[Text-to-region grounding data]
═══
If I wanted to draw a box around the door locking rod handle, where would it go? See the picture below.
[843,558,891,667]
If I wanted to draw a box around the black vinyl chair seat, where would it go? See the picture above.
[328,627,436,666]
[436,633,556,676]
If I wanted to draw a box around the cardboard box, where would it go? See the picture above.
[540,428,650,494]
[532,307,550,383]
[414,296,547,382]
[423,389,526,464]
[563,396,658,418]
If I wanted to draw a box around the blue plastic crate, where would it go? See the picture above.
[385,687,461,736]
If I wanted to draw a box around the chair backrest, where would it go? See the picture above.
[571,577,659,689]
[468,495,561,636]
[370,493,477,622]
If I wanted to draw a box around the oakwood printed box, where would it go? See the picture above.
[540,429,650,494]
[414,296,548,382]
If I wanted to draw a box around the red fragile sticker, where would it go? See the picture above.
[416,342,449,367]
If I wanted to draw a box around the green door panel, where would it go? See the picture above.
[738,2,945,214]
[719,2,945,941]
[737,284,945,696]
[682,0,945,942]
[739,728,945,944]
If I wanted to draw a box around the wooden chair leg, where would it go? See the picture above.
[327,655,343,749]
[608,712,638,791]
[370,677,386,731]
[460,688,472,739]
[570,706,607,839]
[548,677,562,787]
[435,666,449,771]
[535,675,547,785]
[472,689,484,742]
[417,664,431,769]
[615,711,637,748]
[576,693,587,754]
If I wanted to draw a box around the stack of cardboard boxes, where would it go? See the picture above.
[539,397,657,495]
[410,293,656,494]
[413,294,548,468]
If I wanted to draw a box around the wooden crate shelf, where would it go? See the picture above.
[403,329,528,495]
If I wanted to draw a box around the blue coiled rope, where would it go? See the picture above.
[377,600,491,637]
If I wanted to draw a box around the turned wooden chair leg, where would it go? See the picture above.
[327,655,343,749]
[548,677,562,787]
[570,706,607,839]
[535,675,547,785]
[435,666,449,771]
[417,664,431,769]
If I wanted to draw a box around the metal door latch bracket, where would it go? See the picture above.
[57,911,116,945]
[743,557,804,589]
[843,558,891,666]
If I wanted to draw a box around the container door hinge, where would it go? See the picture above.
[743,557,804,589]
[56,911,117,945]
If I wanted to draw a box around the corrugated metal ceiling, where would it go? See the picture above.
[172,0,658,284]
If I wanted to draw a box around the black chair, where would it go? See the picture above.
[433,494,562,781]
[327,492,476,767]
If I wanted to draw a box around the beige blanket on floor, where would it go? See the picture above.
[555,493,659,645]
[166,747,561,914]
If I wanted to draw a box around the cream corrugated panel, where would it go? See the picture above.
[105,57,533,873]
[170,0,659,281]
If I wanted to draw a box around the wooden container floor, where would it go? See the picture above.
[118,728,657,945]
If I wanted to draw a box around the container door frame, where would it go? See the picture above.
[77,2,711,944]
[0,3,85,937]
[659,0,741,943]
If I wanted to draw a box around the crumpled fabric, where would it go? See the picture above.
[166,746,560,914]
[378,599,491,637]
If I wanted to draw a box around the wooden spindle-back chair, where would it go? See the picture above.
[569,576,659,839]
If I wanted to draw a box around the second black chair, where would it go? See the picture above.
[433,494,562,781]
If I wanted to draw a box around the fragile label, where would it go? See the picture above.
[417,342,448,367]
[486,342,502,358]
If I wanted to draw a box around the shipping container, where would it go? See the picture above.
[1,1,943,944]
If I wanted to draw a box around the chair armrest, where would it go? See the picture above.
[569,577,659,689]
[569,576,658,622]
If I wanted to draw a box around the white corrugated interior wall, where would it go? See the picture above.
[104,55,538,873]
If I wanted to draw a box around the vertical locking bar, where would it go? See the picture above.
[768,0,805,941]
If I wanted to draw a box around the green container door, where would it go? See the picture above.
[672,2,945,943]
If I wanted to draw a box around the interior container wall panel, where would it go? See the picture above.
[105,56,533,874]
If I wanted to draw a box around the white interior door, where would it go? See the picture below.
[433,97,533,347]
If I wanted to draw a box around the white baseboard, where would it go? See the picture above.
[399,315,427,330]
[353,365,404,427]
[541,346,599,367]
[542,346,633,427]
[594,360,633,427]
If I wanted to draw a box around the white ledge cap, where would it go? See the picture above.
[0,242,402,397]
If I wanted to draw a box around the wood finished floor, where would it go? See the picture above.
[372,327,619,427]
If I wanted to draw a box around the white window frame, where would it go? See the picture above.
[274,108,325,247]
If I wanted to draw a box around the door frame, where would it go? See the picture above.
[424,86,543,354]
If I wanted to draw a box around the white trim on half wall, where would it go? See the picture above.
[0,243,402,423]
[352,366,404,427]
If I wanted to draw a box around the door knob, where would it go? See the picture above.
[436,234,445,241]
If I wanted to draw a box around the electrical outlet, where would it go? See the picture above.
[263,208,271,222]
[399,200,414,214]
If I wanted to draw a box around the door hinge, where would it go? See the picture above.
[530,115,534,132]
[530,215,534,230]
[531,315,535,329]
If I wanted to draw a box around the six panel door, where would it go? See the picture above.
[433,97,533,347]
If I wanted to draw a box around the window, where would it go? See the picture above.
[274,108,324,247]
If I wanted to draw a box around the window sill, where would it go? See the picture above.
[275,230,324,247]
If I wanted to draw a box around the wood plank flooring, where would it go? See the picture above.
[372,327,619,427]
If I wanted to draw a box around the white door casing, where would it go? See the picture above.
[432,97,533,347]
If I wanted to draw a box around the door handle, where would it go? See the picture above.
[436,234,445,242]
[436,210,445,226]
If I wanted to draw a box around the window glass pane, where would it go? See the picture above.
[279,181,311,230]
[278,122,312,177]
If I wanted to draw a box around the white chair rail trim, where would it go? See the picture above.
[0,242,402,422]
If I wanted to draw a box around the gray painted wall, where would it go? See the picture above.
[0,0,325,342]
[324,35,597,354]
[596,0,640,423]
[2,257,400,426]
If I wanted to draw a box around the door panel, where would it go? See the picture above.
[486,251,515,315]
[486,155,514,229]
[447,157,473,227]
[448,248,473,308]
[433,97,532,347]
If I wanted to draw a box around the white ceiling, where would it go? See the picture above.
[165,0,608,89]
═══
▸ WORK ORDER
Each entry needs to be copied out exactly.

▸ ANSWER TO THE PROBLEM
If I wanted to draw a box around the door locking rod handle, where would it go? See the picture below.
[843,558,891,667]
If I wanted to draw a box around the black vinyl chair seat, where would it go? See the picture above.
[328,627,436,666]
[436,633,556,676]
If I wanted to draw a box around the cardboard box, where would it go? See the picture above.
[540,428,650,494]
[532,307,550,383]
[414,296,547,382]
[423,389,526,464]
[563,396,658,418]
If I wanted to draw a box around the blue plastic crate, where would it go? See the picture above.
[385,687,461,736]
If I wanted to draw a box around the chair backrest, where would it go? See the picture above.
[571,577,659,689]
[468,495,561,636]
[370,493,477,622]
If I wanted to draw a box around the oakwood printed box, where would it go? See the picture above.
[540,429,650,494]
[414,296,548,382]
If I wanted to draw a box around the red fragile sticker, where would it go? See the picture above.
[416,342,449,367]
If I wanted to draw a box around the green door panel, where would it go? See the picture above.
[738,2,945,214]
[719,2,945,941]
[737,284,945,696]
[682,0,945,942]
[739,728,945,944]
If I wanted to draw a box around the wooden chair leg, where would it go? See the picture above.
[327,655,343,749]
[608,712,638,791]
[370,677,386,731]
[460,688,472,739]
[570,706,607,839]
[548,677,562,787]
[435,666,449,771]
[535,675,547,785]
[472,689,484,742]
[417,664,431,769]
[615,711,637,748]
[576,693,587,754]
If I wanted to draw a box around the stack of cardboard boxes, where would it go? See the picture above.
[539,397,657,495]
[410,293,656,494]
[413,294,548,468]
If I wanted to draw a box around the wooden crate shelf, where would it go? See the picture above.
[403,329,528,495]
If I wanted to draw a box around the blue coiled rope, where would it go? See the picture above.
[377,600,491,637]
If I wanted to draw a box around the turned wooden chair leg, where would it go? See the picture above.
[327,655,343,749]
[548,677,562,787]
[570,706,607,839]
[535,675,547,785]
[435,666,449,771]
[417,664,431,769]
If I wanted to draw a box around the metal door latch bracket, where would it go? See the picture above.
[57,911,116,945]
[743,557,804,589]
[843,558,891,666]
If I wanted to draw a box around the container door hinge, where would it go? See the picture above.
[743,557,804,589]
[56,911,117,945]
If I wanted to draw a box around the corrugated metal ceiling, where would it go? See the picture above.
[172,0,658,284]
If I wanted to draw a box around the black chair, where would it go? See the picture above.
[433,494,562,781]
[327,492,476,767]
If I wanted to draw a box around the beige blanket on floor, where would it go? See the picture above.
[555,493,659,645]
[166,747,561,914]
If I wanted to draw a box around the cream corrugated panel, where would it go? See the picture above.
[105,57,533,873]
[170,0,659,281]
If I wanted to draw a box around the wooden container floor, where would it go? See the picture above.
[118,728,657,945]
If I wanted to draw a box around the container door frame, where would it go? See the picture above.
[77,2,711,944]
[0,3,85,937]
[659,0,741,943]
If I wanted to draw a box around the crumpled fabric, where would it go? See the picture above.
[166,746,560,914]
[378,599,491,637]
If I wanted to draw a box around the wooden spindle-back chair, where would it go? See the picture above.
[569,576,659,839]
If I wanted to draw a box around the second black chair, where would it go? See the picture above.
[433,494,562,781]
If I wanted to draw a box around the fragile label, where would it go? See the picture above.
[417,342,448,367]
[486,342,502,358]
If I wanted to draw a box around the shipping container, where would it go? See the picture above.
[1,1,943,944]
If I wanted to draw a box around the chair armrest, where would it go? See the picture above.
[569,577,659,689]
[569,576,658,622]
If I wanted to draw a box around the white corrugated interior wall, where would it go? See the picture above.
[104,55,538,873]
If I wanted to draw a box around the vertical locking bar, where would it go? See the picture above.
[768,0,805,941]
If I wanted to draw a box around the green container door, where would it go? See the picture above.
[672,2,945,943]
If I wanted to draw a box around the interior container wall panel, where would it go? See the picture above.
[105,56,533,874]
If I wanted to draw a box around the white interior door, where would it go? See the picture below.
[433,97,533,347]
If I wanted to draw a box around the white baseboard, where would it go? See the picture above.
[399,315,427,330]
[353,365,404,427]
[541,346,599,367]
[542,346,633,427]
[594,360,633,427]
If I wanted to draw a box around the white ledge cap, where would it go? See the picture above.
[0,242,402,397]
If I wanted to draw a box around the wood finished floor, where would it go? See the picture above.
[372,327,619,427]
If I wanted to draw a box around the white window frame, where would it go? See the picture above.
[274,108,325,247]
If I wanted to draw a box around the door frame, where would it go? See the picture above.
[424,86,543,354]
If I wanted to draw a box around the white trim on half wall, where would it go? See the picture above.
[0,243,402,423]
[352,366,404,427]
If I wanted to draw a box around the door knob, where would it go? See the picture above.
[436,234,445,241]
If I wanted to draw a box around the electrical outlet, where would it go? See the picture above.
[263,208,271,222]
[399,200,414,214]
If I wanted to draw a box around the door hinge, where would it go? See the picture above.
[530,115,534,132]
[530,215,534,230]
[531,315,535,329]
If I wanted to draw a box around the six panel door, where would it go? See the picture above.
[433,97,533,347]
If I wanted to draw a box around the window, where would it go? See the picture above.
[274,108,324,247]
If I wanted to draw a box around the window sill, where would it go? See the picture above.
[275,230,324,247]
If I wanted to draw a box around the wood plank flooring, where would it go? See the picture above.
[372,327,619,427]
If I wanted to draw a box around the white door casing, where would it go? See the picture above.
[432,97,533,347]
If I wanted to draw a box around the door handle, where would it go? See the picture above.
[436,234,445,242]
[436,210,445,226]
If I wanted to draw a box around the window glass pane, where would it go? See the picture above.
[279,181,311,230]
[278,122,312,177]
If I wanted to draw a box around the white chair rail trim, where would it go? See the picture above.
[0,242,402,422]
If I wanted to draw a box around the gray painted wall, where would it go? See the picture above.
[0,0,325,342]
[324,35,597,354]
[596,0,640,423]
[2,257,400,426]
If I wanted to draw a box around the door panel, where would it go? See the picture above.
[486,251,515,315]
[486,155,514,229]
[447,157,473,227]
[448,248,473,308]
[433,97,532,347]
If I wanted to draw a box around the white ceiling, where would it go? See the picture above.
[165,0,608,89]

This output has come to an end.